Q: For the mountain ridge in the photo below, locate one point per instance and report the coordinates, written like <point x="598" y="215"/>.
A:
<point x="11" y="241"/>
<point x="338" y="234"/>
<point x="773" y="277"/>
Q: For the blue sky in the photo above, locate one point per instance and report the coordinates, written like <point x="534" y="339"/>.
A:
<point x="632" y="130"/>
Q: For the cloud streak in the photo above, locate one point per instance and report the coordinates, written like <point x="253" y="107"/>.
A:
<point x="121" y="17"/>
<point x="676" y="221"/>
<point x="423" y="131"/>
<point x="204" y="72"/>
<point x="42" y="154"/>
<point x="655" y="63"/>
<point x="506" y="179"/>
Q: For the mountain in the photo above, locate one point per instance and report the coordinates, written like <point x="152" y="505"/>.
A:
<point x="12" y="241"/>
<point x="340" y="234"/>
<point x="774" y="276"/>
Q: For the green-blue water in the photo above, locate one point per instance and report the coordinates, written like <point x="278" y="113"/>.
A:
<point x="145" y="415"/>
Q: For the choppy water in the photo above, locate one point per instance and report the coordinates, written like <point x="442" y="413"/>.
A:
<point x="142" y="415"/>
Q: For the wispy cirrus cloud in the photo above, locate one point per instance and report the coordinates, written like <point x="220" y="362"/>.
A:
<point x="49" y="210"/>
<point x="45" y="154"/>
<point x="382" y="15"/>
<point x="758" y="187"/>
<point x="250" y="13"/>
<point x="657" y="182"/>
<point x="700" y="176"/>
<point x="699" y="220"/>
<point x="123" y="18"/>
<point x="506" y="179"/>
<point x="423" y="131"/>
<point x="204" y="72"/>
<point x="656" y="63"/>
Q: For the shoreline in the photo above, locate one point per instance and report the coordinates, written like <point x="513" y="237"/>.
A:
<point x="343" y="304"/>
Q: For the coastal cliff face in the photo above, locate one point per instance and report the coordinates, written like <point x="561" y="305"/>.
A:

# Direction
Copy every line above word for word, from the first through the last, keeping their order.

# Full answer
Q: For the mountain ridge in the photo below, locate one point per instance and report the coordinates, written like <point x="598" y="215"/>.
A:
<point x="11" y="241"/>
<point x="338" y="234"/>
<point x="773" y="277"/>
Q: For the blue sky in the photo above, locate one point per instance and report the coordinates, written like <point x="534" y="339"/>.
A:
<point x="632" y="130"/>
Q: For the cloud streak in the photo above, locate one point per instance and report the coordinates, written like <point x="253" y="107"/>.
A:
<point x="121" y="17"/>
<point x="676" y="221"/>
<point x="423" y="131"/>
<point x="204" y="72"/>
<point x="42" y="154"/>
<point x="655" y="63"/>
<point x="506" y="179"/>
Q: For the mountain in the photo above, locate one point per instance and report the coordinates, written like <point x="152" y="505"/>.
A:
<point x="12" y="241"/>
<point x="340" y="234"/>
<point x="774" y="276"/>
Q: For the green-blue water in the photo above, locate one point per instance and report the coordinates, written like <point x="278" y="113"/>.
A:
<point x="145" y="415"/>
Q: For the choppy water in the photo above, locate one point per instance and report the coordinates, written like <point x="442" y="413"/>.
A:
<point x="142" y="415"/>
Q: For the wispy cirrus cloud in the photo above, locate one point per instance and report the coordinates, written like <point x="220" y="362"/>.
A:
<point x="49" y="210"/>
<point x="45" y="154"/>
<point x="382" y="15"/>
<point x="758" y="187"/>
<point x="250" y="13"/>
<point x="657" y="182"/>
<point x="700" y="176"/>
<point x="699" y="220"/>
<point x="123" y="18"/>
<point x="506" y="179"/>
<point x="423" y="131"/>
<point x="204" y="72"/>
<point x="656" y="63"/>
Q: For the shoreline in the photo above, locate one point per instance and report the coordinates, written like <point x="513" y="237"/>.
A:
<point x="343" y="304"/>
Q: For the coastal cliff face in the photo above, locate one point per instance and report the coordinates, written like <point x="561" y="305"/>.
A:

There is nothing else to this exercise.